Dataset records |

• • • •

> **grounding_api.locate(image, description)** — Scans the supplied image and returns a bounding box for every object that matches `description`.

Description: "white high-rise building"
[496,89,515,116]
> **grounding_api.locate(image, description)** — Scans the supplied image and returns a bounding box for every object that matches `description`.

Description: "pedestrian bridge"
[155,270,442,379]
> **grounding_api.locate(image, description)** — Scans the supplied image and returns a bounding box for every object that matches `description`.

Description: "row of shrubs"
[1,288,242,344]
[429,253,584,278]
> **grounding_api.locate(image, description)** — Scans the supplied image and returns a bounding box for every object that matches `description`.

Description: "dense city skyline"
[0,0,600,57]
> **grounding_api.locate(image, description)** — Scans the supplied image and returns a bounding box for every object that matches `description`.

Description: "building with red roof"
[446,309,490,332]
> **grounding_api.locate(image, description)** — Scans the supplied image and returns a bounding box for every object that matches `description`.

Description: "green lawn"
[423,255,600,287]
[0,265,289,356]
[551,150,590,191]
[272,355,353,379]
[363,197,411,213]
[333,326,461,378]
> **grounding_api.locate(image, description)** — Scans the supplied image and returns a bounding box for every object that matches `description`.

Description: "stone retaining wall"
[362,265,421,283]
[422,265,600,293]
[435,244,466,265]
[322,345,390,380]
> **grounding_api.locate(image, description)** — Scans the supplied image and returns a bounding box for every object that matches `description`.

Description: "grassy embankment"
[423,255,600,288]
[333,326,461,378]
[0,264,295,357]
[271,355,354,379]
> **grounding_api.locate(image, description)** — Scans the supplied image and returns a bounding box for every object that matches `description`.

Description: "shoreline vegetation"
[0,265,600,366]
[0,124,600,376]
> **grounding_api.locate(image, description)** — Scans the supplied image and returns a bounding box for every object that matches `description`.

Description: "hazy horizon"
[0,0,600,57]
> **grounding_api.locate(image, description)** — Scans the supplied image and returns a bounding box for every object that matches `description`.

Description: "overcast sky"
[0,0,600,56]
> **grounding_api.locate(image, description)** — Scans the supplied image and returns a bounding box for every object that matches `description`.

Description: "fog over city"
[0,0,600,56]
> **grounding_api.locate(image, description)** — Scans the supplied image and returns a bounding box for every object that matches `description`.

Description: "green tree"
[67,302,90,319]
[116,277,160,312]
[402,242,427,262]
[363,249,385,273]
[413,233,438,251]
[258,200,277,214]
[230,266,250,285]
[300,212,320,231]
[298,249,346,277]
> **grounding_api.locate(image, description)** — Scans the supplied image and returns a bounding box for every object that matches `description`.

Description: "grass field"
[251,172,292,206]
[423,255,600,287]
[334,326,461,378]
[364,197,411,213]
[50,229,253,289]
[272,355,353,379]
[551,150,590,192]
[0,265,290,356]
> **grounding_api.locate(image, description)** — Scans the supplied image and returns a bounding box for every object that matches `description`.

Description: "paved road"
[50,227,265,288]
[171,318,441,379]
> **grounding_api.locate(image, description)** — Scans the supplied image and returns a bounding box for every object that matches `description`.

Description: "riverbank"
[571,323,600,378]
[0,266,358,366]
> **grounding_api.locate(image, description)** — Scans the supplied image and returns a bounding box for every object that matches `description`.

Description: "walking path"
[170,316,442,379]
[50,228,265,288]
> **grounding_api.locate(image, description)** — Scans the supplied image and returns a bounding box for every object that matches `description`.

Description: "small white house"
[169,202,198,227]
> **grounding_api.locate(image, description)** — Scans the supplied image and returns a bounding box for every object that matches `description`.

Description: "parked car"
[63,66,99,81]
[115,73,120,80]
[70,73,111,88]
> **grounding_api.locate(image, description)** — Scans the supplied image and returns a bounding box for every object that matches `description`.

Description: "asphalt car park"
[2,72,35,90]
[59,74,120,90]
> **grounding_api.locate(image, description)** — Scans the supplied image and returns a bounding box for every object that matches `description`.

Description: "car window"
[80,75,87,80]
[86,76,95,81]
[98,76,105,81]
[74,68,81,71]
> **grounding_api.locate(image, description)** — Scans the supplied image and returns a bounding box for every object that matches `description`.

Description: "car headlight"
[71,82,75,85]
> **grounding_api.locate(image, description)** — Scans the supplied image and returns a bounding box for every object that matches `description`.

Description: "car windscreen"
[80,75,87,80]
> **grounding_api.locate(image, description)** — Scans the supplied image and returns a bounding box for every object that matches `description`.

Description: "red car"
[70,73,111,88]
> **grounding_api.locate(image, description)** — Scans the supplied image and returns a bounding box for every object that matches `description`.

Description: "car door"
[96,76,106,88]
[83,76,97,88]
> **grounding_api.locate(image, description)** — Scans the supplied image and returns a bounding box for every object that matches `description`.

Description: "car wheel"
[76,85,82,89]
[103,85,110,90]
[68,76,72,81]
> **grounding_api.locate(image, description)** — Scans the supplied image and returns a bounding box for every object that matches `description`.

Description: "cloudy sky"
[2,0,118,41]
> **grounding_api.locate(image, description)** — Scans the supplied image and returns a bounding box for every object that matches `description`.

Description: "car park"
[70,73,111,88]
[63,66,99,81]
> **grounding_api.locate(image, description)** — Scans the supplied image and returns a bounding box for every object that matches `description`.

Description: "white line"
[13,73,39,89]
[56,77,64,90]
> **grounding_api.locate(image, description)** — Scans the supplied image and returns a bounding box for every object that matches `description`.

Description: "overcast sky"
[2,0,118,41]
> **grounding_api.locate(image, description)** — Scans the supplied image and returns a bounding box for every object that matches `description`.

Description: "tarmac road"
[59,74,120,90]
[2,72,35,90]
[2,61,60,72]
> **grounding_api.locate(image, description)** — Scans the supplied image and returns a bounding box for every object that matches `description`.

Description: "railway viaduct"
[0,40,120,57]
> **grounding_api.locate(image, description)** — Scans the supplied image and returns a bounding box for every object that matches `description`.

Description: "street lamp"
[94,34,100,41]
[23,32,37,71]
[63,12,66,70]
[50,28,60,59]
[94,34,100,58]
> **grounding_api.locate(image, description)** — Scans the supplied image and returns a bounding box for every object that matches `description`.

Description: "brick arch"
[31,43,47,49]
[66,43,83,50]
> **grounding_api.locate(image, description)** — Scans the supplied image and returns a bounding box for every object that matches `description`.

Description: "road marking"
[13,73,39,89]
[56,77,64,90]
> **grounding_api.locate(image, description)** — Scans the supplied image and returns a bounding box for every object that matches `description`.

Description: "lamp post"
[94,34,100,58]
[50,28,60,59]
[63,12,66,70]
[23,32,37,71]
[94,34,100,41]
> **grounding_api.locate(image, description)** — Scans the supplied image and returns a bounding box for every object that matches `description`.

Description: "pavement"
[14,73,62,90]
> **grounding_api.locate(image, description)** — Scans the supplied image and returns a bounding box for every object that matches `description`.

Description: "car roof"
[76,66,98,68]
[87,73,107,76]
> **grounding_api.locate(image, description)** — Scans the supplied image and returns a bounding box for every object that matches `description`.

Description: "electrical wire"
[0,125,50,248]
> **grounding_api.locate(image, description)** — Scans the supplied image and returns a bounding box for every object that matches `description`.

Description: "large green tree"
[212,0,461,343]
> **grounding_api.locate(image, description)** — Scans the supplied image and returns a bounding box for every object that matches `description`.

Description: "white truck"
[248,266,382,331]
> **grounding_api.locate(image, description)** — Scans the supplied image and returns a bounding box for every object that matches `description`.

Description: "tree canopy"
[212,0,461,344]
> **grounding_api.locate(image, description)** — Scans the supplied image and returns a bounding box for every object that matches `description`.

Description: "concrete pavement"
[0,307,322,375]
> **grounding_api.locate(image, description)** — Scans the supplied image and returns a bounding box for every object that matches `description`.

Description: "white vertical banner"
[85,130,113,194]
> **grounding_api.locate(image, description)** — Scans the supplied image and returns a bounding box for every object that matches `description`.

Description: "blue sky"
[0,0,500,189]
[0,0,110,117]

• • • •

Goal | Find every line in the records that contains the word "city" and copy each one in full. Case counts, so only match that exact capitalization.

Correct response |
Description: "dense city skyline"
Description: "fog over city"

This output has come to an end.